**ACTIVITY:** Without any change, set down every record below.

GIVEN INFORMATION below:

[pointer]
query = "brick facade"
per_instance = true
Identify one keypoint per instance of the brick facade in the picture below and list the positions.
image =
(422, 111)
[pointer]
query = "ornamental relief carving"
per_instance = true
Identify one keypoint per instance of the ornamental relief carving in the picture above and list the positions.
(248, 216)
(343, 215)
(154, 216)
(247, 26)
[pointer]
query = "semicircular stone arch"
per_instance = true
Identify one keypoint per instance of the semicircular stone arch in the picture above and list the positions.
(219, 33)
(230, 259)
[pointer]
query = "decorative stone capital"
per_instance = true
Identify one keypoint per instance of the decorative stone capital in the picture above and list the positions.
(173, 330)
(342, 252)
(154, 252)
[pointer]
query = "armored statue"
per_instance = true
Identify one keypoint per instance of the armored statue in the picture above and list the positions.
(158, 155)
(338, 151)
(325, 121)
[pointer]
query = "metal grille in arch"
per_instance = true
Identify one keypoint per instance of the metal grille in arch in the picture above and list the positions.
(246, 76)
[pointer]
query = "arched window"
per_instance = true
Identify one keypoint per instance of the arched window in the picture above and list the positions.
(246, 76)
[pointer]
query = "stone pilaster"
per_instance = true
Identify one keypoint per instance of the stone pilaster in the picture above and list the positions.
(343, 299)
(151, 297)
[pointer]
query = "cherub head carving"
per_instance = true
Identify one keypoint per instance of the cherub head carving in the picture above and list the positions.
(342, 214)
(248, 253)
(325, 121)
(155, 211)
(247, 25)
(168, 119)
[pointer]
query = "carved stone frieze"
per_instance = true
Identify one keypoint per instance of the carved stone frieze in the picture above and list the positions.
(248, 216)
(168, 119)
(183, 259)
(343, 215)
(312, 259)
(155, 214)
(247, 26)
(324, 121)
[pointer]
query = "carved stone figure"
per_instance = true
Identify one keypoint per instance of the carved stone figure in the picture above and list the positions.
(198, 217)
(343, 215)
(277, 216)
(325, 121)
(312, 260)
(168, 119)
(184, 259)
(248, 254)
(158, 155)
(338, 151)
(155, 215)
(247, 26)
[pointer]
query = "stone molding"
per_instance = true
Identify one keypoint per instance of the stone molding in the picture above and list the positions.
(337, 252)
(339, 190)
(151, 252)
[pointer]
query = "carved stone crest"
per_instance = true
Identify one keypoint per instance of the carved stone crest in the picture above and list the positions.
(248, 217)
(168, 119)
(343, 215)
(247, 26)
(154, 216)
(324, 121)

End of GIVEN INFORMATION.

**RESULT OF THIS EXERCISE:**
[pointer]
query = "brick facade"
per_instance = true
Identify one keypoint per instance of the brick facade in the picture below and list the positions.
image =
(422, 111)
[pointer]
query = "ornamental relief carving"
per_instance = true
Identify one keypoint per instance of the ornamental relief carving in the picture above and list the positions.
(248, 216)
(343, 215)
(154, 216)
(247, 26)
[pointer]
query = "semicircular stone arch"
per_instance = true
Identify one keypoint per instance of the semicircular stone arch in the picture above and list the positions.
(219, 33)
(230, 259)
[pointer]
query = "decorative stone capital"
per_instance = true
Identify one keypoint per instance of the decorative stone capital in the picture above and list the positions.
(173, 330)
(342, 252)
(154, 252)
[pointer]
query = "armored statue"
per_instance = true
Identify one keypoint per instance of the armored statue in the picture above and list the positions.
(158, 155)
(338, 151)
(325, 121)
[pointer]
query = "metal grille in arch"
per_instance = true
Identify one keypoint per instance of the metal grille in arch in the picture above and list the positions.
(246, 76)
[pointer]
query = "arched window"
per_instance = true
Identify one keypoint per instance of the arched window in the picture above and list the positions.
(246, 76)
[pointer]
query = "stone pilaster"
per_instance = true
Identify one keypoint per instance of the stone pilaster in the picture above and list the positions.
(343, 299)
(151, 297)
[pointer]
query = "cherub head carving"
per_instance = true
Identify one keypoint per instance of the cherub head carving in the picture above and list the positions.
(342, 214)
(248, 253)
(325, 121)
(155, 211)
(247, 25)
(168, 119)
[pointer]
query = "carved stone frieze"
per_instance = true
Identify one keypoint per instance of the carved stone frieze in the picture above and list the positions.
(248, 216)
(168, 119)
(183, 259)
(343, 215)
(312, 259)
(155, 214)
(247, 26)
(324, 121)
[pointer]
query = "carved stone figure"
per_instance = true
Identify one keypoint per instance of the carved stone figure in the picture above and list the positions.
(198, 217)
(343, 215)
(277, 216)
(325, 121)
(312, 260)
(168, 119)
(184, 259)
(248, 254)
(158, 155)
(338, 151)
(155, 215)
(247, 26)
[pointer]
query = "stone molding"
per_instance = true
Identify one keypoint per instance of the stone molding in the picture above and list the positions.
(337, 252)
(339, 190)
(151, 252)
[pointer]
query = "carved stone crest"
per_instance = true
Identify one keypoint per instance of the carved stone crest in the picture above and list the positions.
(248, 217)
(168, 119)
(343, 215)
(247, 26)
(154, 216)
(324, 121)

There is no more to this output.